> [Problem details]: Copy the data from the line containing "the glass door" through the end of the data, swapping every "meerkat" for "mongoose" and leaving all else unchanged.

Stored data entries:
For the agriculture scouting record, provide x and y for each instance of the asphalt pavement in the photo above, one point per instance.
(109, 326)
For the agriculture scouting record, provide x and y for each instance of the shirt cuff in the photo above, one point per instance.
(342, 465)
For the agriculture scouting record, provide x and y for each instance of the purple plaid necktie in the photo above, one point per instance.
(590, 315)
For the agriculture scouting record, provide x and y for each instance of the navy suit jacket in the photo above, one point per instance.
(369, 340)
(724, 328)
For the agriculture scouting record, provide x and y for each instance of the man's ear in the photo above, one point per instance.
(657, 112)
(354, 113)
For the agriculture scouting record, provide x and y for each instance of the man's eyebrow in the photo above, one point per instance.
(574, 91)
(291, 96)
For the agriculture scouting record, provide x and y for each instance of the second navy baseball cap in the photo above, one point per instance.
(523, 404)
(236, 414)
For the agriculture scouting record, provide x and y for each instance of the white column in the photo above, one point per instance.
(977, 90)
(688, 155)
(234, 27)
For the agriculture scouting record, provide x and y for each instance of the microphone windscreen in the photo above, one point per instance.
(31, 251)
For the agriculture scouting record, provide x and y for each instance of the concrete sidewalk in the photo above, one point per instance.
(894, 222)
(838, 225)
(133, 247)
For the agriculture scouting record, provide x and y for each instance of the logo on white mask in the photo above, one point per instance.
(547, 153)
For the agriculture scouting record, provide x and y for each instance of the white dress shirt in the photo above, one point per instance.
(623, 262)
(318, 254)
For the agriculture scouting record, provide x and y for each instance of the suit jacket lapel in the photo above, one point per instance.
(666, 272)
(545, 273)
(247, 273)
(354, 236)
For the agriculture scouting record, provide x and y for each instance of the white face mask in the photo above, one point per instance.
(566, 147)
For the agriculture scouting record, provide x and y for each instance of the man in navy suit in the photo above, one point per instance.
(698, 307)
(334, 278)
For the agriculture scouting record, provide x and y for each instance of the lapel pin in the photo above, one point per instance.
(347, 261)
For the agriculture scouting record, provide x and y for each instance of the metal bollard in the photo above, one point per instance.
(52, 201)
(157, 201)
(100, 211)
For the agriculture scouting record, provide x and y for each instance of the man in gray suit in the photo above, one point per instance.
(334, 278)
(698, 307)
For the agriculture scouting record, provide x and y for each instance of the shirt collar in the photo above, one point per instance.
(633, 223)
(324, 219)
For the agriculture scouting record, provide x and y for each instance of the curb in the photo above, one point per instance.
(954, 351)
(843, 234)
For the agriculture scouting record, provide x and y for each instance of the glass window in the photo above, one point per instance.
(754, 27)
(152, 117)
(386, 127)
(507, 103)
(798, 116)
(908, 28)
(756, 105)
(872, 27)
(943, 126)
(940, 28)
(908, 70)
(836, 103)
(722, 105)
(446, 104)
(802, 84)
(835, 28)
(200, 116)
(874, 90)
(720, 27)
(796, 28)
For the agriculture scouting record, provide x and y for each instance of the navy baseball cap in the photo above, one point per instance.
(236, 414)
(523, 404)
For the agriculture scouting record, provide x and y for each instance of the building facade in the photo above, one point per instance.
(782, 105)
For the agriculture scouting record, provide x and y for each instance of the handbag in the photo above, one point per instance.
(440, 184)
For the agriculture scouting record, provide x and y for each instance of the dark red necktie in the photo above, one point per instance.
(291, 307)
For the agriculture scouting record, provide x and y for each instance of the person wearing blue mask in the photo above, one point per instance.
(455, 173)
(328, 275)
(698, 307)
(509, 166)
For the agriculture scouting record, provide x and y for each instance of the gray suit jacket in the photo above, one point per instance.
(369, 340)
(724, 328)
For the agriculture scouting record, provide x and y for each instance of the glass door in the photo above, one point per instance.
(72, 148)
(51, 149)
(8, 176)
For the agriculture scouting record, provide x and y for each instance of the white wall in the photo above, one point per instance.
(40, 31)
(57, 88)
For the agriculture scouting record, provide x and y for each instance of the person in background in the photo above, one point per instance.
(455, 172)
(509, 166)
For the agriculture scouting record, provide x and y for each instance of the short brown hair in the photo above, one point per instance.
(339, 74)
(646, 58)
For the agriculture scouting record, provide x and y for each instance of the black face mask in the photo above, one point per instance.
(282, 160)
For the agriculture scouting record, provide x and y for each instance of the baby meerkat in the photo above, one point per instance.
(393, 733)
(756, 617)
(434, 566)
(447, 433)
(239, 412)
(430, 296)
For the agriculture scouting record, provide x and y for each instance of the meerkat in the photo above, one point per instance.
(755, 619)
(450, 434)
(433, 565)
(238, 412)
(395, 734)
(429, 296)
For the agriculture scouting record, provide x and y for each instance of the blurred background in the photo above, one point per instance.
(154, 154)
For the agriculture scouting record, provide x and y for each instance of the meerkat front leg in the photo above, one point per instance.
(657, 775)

> [Written response]:
For the agriculture scouting record, provide x and y for each instance of the glass door in the photo above, one point per instance.
(72, 148)
(51, 149)
(8, 176)
For the agriculture scouting record, provide x and y for each instance of the white wall in the photo above, one point per instance.
(40, 31)
(57, 88)
For the agriculture scouting record, provide x and y for each instance of the person in background in the photo above, one point per instance.
(455, 172)
(509, 166)
For the agriculture scouting record, provide x and y for each instance of the short brown hair in the photo above, one point per instance.
(339, 74)
(646, 58)
For the agriculture scouting record, provide x and y for each instance of the black face mask in the photo above, one point per instance.
(282, 160)
For the agriculture scouting record, provide x and y for each instance of the baby mongoose in the photo above, one point per instance.
(393, 733)
(756, 617)
(434, 566)
(447, 433)
(239, 412)
(430, 296)
For the agriculture scouting record, provide x and y for each instance of the mongoose in the photo above, one point per instance.
(755, 619)
(450, 434)
(433, 565)
(238, 412)
(395, 734)
(429, 296)
For the agriculture scouting record, provide x and y for each instance of the blurred background in the photo above, one point per instance.
(154, 154)
For the agriculture scouting record, provide x and y for each instance of the mongoose front leg in the photo above, one point per instance.
(657, 775)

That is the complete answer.